→ ABOUT THIS TASK
Transcribe the data. Leave out nothing.

Point localization data:
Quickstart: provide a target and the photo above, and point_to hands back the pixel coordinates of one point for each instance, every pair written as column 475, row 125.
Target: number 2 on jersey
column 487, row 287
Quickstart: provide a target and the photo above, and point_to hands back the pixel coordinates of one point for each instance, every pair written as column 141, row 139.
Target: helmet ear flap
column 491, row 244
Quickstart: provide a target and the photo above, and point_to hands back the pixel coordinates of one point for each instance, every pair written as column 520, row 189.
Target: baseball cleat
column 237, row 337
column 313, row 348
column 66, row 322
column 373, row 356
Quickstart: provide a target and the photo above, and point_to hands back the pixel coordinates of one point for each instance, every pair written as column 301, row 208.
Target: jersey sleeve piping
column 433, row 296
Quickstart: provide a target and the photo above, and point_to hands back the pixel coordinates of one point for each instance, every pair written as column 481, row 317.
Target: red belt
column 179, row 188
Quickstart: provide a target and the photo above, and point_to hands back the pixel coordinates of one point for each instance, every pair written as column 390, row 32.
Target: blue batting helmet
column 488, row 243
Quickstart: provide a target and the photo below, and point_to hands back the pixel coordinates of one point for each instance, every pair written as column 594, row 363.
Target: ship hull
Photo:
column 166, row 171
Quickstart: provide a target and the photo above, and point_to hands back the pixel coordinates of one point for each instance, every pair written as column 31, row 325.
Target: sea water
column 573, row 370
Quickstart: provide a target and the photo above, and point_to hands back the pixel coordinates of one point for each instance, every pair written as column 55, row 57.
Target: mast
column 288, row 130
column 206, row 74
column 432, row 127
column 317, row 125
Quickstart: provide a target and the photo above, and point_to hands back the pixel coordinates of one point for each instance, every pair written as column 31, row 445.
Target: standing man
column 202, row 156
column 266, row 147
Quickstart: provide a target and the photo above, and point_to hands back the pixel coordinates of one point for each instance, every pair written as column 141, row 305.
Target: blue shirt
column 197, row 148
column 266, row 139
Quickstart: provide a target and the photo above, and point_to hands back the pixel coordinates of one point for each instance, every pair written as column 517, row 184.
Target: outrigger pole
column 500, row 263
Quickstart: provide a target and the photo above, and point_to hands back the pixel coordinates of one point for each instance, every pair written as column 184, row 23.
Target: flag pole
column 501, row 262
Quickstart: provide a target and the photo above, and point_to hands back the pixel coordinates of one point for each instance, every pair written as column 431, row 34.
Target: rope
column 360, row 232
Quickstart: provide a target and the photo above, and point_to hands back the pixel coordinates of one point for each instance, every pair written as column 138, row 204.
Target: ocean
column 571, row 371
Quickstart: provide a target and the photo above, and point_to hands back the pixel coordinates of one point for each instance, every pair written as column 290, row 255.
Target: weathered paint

→ RESULT FOR THIS EXERCISE
Quickstart: provide a target and the photo above, and point_to hands back the pixel coordinates of one point for each instance, every pair written as column 475, row 125.
Target: number 2 on jersey
column 487, row 287
Quickstart: provide a target and the photo above, and point_to hands back the pixel coordinates of one point for each instance, every pair written as column 141, row 139.
Target: helmet ear flap
column 491, row 244
Quickstart: provide a target and the photo above, and point_to hands back the pixel coordinates of one point for each instance, every pair written as column 520, row 189.
Target: baseball cleat
column 237, row 337
column 313, row 348
column 66, row 322
column 373, row 356
Quickstart: provide a target and the photo above, and point_to hands back the pixel coordinates of one point for each instance, every pair written as column 301, row 208.
Target: jersey sleeve piping
column 433, row 296
Quickstart: provide a target and the photo above, and point_to hands back the pixel coordinates of one point for each instance, every pair written as column 481, row 317.
Target: red belt
column 179, row 188
Quickstart: provide a target and the photo above, and point_to hands back the pixel coordinates of one point for each instance, every pair written as column 390, row 32.
Target: blue batting helmet
column 488, row 243
Quickstart: provide a target and the photo below, and point_to hands back the pixel coordinates of one point for each instance, every pair written as column 594, row 363.
Target: ship hull
Photo:
column 166, row 171
Quickstart: provide a target and the photo above, and point_to hands back the pixel coordinates of one point for each instance, every pair written as column 31, row 325.
Target: sea water
column 573, row 370
Quickstart: provide a target and the photo above, and point_to hands back the pixel coordinates of one point for each instance, every pair written as column 55, row 57.
Target: mast
column 288, row 130
column 206, row 74
column 432, row 127
column 317, row 125
Quickstart: provide a target and the photo above, and point_to hands back the pixel coordinates of one point for each instance, every pair written as column 31, row 445.
Target: standing man
column 202, row 156
column 266, row 147
Quickstart: provide a target and the photo above, and point_to hands back the pixel coordinates of one point for each instance, every pair written as column 141, row 305.
Target: blue shirt
column 197, row 148
column 266, row 139
Quickstart: provide a target and the photo above, and point_to hands back the pixel coordinates of one point for each instance, every pair written as column 517, row 184.
Target: outrigger pole
column 500, row 263
Quickstart: provide a target and the photo above, and point_to hands back the pixel coordinates of one point for each instance, every pair written as column 184, row 23.
Target: flag pole
column 501, row 262
Quickstart: provide a target and the photo above, and point_to hands back the pixel coordinates of one point for each instance, every pair written as column 431, row 34.
Target: rope
column 360, row 232
Quickstart: provide a target and the photo above, and point_to hands back the pixel coordinates of one point for each instance, every pair written as column 138, row 204.
Target: ocean
column 571, row 371
Quickstart: provide a target and the photo above, and point_to hands back the pixel coordinates of one point for each instance, every pair written as column 290, row 255.
Target: weathered paint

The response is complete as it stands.